Show every line of the entries below that contains the word "white". Case counts.

======== DATA PROVIDED ========

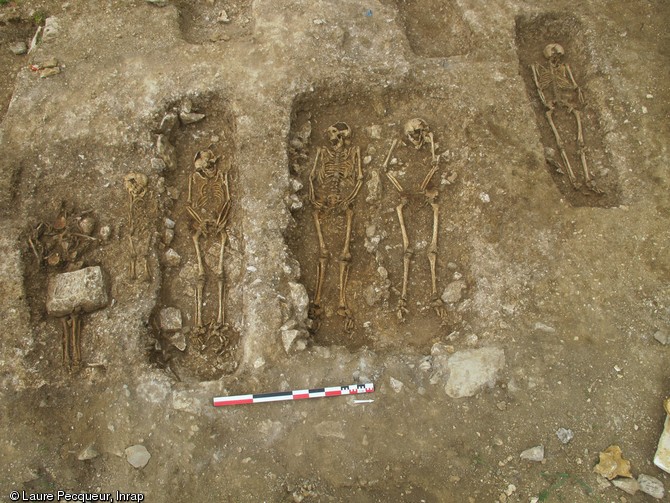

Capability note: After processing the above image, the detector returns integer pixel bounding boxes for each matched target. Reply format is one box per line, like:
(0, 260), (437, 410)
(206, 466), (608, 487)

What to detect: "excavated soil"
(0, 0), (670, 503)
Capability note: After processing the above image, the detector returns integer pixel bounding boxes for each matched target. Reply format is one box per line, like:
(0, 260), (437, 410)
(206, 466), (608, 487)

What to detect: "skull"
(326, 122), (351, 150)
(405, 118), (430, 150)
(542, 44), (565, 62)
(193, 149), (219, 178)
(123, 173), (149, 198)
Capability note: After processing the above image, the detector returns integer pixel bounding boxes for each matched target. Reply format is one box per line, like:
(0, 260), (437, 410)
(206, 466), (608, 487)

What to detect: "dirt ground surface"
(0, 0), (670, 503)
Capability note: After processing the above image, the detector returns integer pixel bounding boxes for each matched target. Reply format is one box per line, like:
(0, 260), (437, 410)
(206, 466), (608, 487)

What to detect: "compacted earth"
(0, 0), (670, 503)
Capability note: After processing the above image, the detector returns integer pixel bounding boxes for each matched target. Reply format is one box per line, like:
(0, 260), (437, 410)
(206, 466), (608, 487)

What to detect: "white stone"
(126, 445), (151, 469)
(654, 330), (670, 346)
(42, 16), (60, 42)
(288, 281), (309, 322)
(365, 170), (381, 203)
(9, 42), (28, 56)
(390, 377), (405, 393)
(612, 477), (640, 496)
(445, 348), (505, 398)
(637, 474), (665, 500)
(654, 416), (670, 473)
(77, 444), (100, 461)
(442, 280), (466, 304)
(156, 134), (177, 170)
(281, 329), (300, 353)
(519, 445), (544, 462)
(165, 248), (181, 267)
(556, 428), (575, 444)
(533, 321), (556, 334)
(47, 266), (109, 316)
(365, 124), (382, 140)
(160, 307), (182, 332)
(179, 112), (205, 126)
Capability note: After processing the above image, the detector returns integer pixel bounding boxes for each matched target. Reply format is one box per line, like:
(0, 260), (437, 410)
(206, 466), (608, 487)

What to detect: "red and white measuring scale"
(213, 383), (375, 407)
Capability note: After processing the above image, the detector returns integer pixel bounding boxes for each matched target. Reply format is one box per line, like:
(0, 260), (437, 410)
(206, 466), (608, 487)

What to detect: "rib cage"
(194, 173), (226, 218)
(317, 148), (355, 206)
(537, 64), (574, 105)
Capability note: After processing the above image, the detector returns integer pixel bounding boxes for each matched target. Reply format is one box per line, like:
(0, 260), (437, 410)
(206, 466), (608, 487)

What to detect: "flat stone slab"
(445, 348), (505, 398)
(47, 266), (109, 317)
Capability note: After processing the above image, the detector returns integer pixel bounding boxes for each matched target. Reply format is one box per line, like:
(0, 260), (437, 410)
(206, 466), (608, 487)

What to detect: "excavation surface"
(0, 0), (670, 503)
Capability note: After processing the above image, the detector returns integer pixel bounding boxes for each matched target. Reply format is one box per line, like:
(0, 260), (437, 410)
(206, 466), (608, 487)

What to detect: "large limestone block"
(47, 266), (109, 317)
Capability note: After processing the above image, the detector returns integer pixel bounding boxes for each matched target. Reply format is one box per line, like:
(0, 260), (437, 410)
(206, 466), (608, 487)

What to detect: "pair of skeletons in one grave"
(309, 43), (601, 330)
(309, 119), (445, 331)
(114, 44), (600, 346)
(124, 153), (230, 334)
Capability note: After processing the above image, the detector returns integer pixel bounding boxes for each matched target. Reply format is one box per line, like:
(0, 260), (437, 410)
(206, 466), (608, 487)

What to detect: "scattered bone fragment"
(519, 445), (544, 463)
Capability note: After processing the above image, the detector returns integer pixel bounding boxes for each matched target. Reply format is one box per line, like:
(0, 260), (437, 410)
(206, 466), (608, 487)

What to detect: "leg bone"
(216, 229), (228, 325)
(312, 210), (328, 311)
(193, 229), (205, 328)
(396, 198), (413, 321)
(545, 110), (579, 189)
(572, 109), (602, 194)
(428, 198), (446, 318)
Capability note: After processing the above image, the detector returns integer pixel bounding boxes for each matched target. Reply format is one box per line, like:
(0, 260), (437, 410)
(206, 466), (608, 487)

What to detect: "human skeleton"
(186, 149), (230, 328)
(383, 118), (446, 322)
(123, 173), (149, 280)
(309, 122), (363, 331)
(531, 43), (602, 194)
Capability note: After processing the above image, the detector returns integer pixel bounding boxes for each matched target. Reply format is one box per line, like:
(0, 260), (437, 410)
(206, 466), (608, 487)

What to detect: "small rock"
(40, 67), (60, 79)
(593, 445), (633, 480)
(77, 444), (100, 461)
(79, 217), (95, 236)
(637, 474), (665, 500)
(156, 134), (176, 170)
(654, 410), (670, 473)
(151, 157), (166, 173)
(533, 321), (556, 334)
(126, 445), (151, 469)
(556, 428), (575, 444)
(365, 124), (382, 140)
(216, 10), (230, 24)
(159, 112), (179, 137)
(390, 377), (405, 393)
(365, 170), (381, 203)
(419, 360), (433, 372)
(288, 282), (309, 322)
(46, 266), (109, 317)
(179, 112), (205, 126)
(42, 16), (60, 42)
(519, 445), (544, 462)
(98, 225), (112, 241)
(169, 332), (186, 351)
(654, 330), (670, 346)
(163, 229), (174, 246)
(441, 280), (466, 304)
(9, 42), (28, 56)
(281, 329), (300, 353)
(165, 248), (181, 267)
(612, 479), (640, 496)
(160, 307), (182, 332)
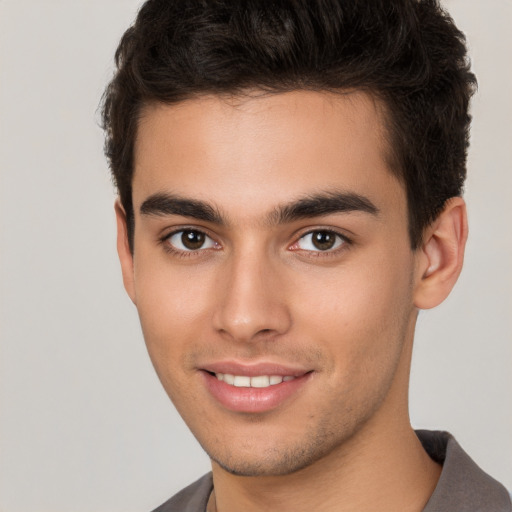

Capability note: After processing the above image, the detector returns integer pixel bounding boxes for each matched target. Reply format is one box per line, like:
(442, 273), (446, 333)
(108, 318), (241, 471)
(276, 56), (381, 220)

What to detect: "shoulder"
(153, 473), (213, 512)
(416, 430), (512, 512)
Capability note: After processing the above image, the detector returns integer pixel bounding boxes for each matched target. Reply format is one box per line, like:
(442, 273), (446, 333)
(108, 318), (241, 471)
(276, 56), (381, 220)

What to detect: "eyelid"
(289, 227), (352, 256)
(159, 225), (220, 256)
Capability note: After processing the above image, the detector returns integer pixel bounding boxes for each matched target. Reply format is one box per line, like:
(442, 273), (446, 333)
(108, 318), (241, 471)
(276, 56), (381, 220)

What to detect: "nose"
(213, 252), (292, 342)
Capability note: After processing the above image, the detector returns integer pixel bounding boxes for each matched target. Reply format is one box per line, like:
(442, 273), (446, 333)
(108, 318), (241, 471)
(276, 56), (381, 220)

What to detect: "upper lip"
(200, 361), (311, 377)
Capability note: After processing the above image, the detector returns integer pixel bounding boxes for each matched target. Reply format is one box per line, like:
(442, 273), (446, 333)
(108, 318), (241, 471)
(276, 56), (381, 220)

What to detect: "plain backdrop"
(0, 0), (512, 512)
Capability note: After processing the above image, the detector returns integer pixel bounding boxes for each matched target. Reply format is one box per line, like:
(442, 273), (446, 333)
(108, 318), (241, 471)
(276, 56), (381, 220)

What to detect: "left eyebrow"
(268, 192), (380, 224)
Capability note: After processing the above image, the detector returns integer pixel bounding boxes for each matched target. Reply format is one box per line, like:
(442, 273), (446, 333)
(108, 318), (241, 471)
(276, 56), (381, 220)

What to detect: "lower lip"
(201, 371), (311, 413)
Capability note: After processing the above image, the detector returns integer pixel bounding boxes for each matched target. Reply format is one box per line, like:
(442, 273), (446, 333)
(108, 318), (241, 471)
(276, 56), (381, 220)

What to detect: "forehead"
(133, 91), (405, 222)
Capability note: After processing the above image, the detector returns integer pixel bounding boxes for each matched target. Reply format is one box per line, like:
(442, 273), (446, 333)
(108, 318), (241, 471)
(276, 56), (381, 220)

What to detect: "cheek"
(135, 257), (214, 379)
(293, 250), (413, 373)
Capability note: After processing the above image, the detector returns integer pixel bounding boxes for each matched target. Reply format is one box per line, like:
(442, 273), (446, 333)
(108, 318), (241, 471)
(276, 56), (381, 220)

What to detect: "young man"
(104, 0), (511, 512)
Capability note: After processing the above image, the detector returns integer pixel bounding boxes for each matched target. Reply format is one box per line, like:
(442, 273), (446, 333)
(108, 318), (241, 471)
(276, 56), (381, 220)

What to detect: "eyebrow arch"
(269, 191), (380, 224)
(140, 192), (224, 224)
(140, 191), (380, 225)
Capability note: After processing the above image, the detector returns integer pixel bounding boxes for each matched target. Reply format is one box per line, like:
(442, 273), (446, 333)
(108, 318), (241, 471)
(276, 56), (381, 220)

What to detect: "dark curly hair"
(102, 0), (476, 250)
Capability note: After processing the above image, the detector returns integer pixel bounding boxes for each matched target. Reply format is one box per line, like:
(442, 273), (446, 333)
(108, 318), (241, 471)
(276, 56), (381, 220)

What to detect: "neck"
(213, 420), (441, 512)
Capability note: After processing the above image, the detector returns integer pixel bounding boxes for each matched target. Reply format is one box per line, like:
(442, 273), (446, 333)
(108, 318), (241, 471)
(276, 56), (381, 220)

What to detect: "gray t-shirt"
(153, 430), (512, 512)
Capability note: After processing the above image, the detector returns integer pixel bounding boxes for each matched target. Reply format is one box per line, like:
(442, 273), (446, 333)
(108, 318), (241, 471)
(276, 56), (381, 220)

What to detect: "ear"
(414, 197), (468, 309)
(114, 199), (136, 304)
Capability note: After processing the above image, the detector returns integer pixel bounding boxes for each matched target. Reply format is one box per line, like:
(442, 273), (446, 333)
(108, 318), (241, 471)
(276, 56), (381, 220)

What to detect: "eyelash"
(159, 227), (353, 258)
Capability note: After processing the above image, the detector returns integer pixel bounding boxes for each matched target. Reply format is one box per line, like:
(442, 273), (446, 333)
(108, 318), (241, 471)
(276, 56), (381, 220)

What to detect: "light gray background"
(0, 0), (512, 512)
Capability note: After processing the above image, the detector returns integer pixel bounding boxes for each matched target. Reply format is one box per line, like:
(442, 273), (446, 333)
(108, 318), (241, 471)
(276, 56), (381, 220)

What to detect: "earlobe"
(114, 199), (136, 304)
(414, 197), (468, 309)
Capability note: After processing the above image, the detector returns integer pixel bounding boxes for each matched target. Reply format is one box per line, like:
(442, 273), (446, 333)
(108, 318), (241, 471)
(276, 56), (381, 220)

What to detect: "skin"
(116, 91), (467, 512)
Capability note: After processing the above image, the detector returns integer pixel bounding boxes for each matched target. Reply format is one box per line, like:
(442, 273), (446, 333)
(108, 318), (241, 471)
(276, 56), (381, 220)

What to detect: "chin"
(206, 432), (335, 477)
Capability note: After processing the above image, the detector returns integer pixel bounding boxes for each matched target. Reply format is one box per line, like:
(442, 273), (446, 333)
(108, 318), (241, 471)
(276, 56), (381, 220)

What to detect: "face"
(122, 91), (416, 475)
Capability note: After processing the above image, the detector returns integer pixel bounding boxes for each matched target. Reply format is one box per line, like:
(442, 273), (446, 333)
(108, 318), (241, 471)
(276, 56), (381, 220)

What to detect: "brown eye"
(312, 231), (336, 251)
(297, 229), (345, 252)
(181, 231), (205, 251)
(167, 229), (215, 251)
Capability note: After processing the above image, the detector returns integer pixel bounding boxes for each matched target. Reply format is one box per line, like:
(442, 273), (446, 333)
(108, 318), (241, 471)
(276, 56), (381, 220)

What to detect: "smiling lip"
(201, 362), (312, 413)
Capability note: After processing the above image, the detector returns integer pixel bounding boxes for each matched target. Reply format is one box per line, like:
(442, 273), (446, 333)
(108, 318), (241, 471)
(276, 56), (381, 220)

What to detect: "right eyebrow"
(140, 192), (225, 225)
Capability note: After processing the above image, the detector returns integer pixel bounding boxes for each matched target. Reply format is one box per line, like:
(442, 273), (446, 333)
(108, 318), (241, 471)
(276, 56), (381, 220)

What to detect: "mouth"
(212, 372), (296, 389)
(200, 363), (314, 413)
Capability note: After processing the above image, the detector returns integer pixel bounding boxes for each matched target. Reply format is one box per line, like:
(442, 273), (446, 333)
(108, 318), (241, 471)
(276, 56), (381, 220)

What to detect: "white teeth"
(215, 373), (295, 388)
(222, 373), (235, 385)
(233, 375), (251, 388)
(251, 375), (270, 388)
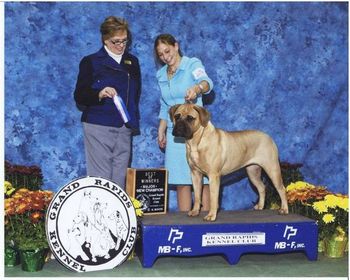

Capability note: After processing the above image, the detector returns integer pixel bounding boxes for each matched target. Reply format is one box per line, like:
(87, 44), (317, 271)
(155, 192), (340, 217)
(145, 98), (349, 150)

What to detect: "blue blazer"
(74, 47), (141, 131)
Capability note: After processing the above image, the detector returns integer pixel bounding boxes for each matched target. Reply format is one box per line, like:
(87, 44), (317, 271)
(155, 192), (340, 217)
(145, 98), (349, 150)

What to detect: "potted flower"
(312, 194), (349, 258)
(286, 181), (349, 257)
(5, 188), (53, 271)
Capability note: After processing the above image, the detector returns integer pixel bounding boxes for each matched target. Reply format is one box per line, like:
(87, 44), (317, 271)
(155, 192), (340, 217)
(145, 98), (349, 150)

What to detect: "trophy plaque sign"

========

● FINISHED TASK
What to detect: "white stone"
What to detect: "red and white measuring scale"
What to detect: "white teeth"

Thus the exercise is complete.